§ **Written problem**
Reproduce the data verbatim from the line containing "necklace, shaped like this sample" through the end of the data, including both ends.

+ + +

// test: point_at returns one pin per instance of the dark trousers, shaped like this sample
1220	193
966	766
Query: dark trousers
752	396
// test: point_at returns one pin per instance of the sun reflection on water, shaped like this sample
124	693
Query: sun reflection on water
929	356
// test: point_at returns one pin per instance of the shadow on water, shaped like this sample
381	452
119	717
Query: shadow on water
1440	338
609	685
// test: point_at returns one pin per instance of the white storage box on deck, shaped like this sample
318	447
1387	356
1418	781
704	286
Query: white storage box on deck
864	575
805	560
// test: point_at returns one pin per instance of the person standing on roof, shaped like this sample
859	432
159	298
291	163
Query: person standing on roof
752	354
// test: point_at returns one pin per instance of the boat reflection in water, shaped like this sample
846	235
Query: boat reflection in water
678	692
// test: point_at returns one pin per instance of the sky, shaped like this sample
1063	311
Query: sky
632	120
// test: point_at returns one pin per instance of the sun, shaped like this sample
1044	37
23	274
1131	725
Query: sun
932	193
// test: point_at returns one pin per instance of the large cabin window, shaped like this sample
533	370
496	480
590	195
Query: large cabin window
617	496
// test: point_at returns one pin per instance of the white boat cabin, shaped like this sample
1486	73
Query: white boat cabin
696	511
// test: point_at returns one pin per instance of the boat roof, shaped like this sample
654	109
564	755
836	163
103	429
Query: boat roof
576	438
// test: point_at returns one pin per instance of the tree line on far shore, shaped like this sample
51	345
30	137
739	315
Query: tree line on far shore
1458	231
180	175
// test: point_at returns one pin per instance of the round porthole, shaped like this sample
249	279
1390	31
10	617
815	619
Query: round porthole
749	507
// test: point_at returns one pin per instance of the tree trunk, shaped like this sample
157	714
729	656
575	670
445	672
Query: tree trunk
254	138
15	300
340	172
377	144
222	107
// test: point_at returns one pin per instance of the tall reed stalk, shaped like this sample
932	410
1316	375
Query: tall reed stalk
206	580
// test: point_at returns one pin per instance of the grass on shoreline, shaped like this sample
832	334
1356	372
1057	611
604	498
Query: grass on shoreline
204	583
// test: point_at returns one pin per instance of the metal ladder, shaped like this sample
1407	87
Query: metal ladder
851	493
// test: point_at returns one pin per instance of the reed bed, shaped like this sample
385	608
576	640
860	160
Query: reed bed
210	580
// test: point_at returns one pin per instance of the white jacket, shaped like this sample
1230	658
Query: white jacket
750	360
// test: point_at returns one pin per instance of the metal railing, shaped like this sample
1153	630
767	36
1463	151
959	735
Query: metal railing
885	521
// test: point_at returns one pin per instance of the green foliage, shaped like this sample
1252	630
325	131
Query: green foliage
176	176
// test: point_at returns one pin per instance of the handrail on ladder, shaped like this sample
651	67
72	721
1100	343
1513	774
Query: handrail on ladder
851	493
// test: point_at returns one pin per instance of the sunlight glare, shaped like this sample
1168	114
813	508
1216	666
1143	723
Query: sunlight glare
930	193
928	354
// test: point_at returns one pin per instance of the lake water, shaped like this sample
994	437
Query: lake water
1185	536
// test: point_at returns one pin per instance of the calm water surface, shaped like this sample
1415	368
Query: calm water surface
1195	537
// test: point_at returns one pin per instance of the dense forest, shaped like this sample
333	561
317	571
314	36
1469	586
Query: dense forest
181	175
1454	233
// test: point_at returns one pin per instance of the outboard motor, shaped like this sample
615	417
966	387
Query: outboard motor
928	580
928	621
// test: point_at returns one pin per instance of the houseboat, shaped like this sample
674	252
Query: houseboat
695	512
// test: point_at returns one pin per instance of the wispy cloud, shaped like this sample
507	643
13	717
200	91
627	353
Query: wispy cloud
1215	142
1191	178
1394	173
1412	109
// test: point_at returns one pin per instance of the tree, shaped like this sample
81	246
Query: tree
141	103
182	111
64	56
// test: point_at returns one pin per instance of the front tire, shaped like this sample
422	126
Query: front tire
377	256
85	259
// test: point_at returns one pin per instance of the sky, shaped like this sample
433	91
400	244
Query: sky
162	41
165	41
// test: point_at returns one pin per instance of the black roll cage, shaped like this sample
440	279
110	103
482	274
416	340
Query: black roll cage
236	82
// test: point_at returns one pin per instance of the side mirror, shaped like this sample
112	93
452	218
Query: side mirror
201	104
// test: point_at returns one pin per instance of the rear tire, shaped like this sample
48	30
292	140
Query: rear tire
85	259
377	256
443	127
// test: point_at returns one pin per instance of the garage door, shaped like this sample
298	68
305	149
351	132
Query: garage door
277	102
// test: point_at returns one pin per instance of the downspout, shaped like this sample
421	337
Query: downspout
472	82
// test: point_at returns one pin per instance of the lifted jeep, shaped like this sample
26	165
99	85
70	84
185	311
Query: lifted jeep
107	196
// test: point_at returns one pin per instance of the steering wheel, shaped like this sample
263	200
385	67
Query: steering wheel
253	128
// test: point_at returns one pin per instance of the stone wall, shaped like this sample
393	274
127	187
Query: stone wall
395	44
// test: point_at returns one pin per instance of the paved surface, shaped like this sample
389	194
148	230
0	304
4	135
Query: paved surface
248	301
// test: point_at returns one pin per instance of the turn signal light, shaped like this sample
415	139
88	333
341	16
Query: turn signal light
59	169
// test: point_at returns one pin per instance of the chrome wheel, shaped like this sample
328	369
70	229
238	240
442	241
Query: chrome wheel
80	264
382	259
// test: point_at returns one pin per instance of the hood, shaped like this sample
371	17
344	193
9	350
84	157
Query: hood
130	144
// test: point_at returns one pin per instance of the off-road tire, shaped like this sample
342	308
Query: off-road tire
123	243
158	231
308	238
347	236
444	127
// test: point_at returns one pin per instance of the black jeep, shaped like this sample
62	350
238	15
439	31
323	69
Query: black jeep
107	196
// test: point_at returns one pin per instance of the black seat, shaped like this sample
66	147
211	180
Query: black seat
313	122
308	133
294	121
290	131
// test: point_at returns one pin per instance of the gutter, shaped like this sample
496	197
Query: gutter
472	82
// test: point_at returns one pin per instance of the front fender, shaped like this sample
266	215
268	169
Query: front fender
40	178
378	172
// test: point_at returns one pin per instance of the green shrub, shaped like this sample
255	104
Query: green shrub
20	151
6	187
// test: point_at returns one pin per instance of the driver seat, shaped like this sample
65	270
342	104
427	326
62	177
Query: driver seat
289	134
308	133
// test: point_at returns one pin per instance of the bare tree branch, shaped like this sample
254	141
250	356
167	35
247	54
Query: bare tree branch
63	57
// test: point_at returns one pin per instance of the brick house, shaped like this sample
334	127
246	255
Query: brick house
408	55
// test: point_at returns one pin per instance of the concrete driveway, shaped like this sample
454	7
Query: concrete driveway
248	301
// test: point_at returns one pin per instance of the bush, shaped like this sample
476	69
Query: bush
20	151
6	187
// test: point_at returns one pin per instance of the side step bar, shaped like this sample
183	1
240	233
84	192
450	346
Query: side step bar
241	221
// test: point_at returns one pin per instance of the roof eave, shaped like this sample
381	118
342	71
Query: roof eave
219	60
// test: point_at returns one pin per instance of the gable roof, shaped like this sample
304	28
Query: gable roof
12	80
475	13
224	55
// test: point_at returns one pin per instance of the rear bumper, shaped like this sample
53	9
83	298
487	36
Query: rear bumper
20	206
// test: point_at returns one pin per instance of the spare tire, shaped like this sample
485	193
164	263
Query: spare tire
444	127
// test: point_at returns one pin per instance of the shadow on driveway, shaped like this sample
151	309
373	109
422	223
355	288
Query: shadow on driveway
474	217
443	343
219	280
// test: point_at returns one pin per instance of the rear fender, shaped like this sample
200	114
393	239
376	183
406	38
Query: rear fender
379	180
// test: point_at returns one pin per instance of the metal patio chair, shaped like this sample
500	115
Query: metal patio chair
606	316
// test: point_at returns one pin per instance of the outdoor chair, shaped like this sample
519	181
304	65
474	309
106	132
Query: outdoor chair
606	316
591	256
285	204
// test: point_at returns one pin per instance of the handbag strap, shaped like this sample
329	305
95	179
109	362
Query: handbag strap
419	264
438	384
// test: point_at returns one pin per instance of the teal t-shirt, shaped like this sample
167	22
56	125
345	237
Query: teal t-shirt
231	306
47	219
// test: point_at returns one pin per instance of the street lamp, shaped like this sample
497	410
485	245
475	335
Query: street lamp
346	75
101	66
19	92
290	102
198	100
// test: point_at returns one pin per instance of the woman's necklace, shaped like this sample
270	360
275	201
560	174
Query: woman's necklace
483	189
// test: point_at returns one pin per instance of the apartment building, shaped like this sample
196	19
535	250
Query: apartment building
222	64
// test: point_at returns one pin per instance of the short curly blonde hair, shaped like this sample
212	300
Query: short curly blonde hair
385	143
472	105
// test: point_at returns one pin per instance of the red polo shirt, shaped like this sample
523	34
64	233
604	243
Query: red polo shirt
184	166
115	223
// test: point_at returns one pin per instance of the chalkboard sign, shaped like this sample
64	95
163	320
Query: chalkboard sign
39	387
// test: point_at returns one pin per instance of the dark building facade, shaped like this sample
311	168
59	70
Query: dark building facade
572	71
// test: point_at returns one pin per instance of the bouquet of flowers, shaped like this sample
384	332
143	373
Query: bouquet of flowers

+ + +

§ **Response to this exercise**
// test: point_at returns one pin per instance of the woman's necklace, shaped like this sample
270	360
275	201
560	174
Query: woman's necklace
483	189
// test: point_at returns one pin per instance of the apartment building, shaped like this sample
196	19
535	250
Query: apartment building
222	64
// test: point_at returns one pin per instance of the short curly blonde hair, shaped like this sample
212	300
Query: short curly blonde hair
385	143
472	105
// test: point_at returns one pin per instance of the red polo shirt, shaped like this sample
523	34
64	233
604	243
Query: red polo shirt
184	166
115	223
// test: point_at returns one pin per instance of the chalkboard sign, shaped like this sample
64	95
163	320
Query: chalkboard sign
39	387
// test: point_at returns one pin per instance of the dark building facade, shaped like this sample
311	168
59	70
Query: dark building facade
572	71
// test: point_at returns one pin per instance of the bouquet of flowers, shaped like this sample
384	332
143	373
Query: bouquet of flowers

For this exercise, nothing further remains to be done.